_REQUIRED ACTIONS:_
A) What does the post on Stockport Council cuts below say on each of these points?
(i) How many services does the Council have?
(ii) What will happen to council tax next year?
(iii) Which trade union does the commenter still hold a "retired" membership of?
B) Could you carry on the post on Stockport Council cuts below from where it stops?

_EXTRACT TO READ:_
============

The cuts, big as they are, will leave the country as a whole with many more public sector workers, and spending more on the public sector, than during the whole of Labour’s first term of office. At the end of the process, when we’ve got rid of the deficit and we’re finally living within our means again, we’ll still have more people employed by the public sector than there were in 2002, and we’ll be spending about as much on the public sector as we did in 2006! That doesn’t mean it won’t be painful – it will be.
So, be in no doubt that I support the need for cuts. Wouldn’t it be nice if we could keep on mounting up billions of debt with no bad consequences? That’s not the way the world works. We either act now, or our children and grandchildren will pay an even higher price.
But there’s a big difference between supporting cuts in general and looking at specifics. Which service shall we cut? Which job? Every service is valued by someone, every job is important to that person, and most likely they’ve a family it’s pretty important for too. There are few pain-free ways to reduce our spending.
Over the next few months, councillors in Stockport will be figuring out what our contribution will be. We’ll have less money to spend (and we’re already the lowest-spending authority in Greater Manchester). Council tax will be frozen next year, which means you’ll be paying less in real terms, but the Council will be having to save even more as we’ll be getting a lot less money from central government.
We won’t know the final details for a while yet (and beware of scare stories in the media).
What I will say is this.
As far I as can see, we will have to cut or reduce some of our 620 services. Some jobs will be going (though I hope as many as possible will be from voluntary redundancies). Stockport Council will be spending millions of pounds less in the year 2011/12 than in this year and there’s no pain free way to achieve that.
We as councillors will have to make some very difficult decisions along the way – decisions we didn’t go into politics to be making and decisions we’d prefer not to have to make at all. But they need to be made – we can’t spend money we haven’t got and we will not spend now just so we can pile huge debts onto our children.
Over the coming months I will be involved – in a small way – in the process of deciding what cuts we make, and I expect to be held accountable for the decisions that are reached. You are welcome to contact me if you’re concerned about a specific service, or indeed if there’s an area of spending you think could be easily chopped (though I should say that it might be there for a very good reason even if we can’t immediately see what it is – as councillors we can spend a lot of time going into the reason for certain areas of spending and discovering that it’s rarely as simple as it seems).
I’ll be keeping people informed as the process continues – if you’ve got questions or points to make, please make them (politely would nice).
8 Comments
Iain – I understand the need for cuts (and understand that the scale of them is an issue of political difference between parties).
However, one thing I can’t get my head round and you might be able to explain. When employees are made redundant, they are entitled to redundancy payments which, if they are long serving (as many Stockport staff will be)then the payments can be sigificant. Surely this increases costs in the short term, doesnt it?
(If I may declare a sort of interest – I’m an ex public sector employee – and still hold a “retired” membership of my trade union, UNISON)

============

_SOURCE DATA:_

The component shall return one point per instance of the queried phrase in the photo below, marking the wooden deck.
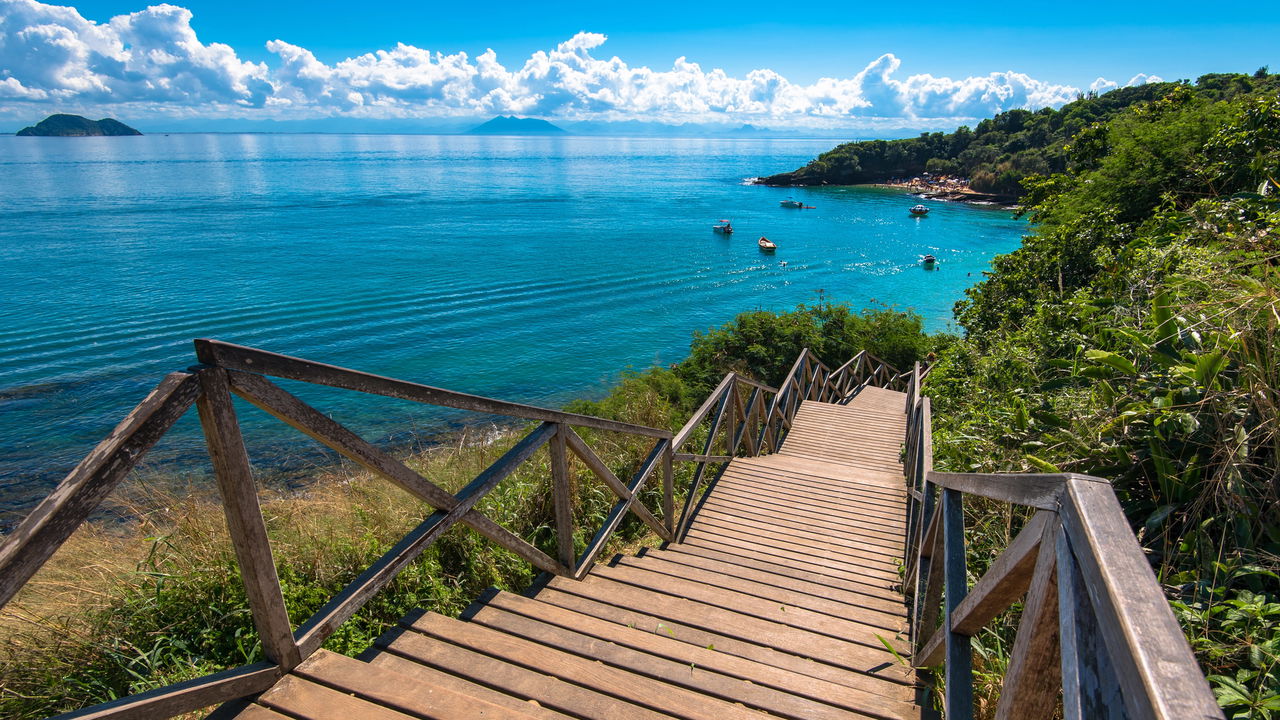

============

_ANSWER SET:_
A)
(i) 620
(ii) It will be frozen.
(iii) UNISON

B)
Hi John,
I believe you’re right. It may not increase costs over what it would have cost to employ someone, but it certainly means the Council doesn’t always save the full amount and we have to take that into account.
That’s the case for redundancy, but – I believe – not so much when someone takes early retirement, or when someone’s left the Council of their own accord (e.g. to take another job) and their post isn’t filled.
Iain, can you confirm that council tax will be frozen next year? There has been a lot of smoke and mirrors around the CSR and, as the saying goes, the devil is in the detail.
It’s now being reported that police are expected to raise the police precepts to try and help fill the gap left by cuts from Central Government.
If the police precept has to rise then the bill landing on people’s doorsteps will rise. In which case it would be misleading to say that council tax bills will be frozen.
Thanks, Iain. Glad I hadnt missed anything 🙂
Not filling vacancies is, presumably, the cheapest way forward (and, of course, doesnt have any direct personal consequences for anyone).
My own ability to have become “ex public service” was an agreement to take early retirement – no redundancy payment, no enhanced pension. Suited both them and me.
Hi Matt,
The Government have said that, if Councils freeze council tax, they will receive what they’d have had if they’d increased council tax by 2.5%. It’s up to each local authority to decide if they want to take that deal.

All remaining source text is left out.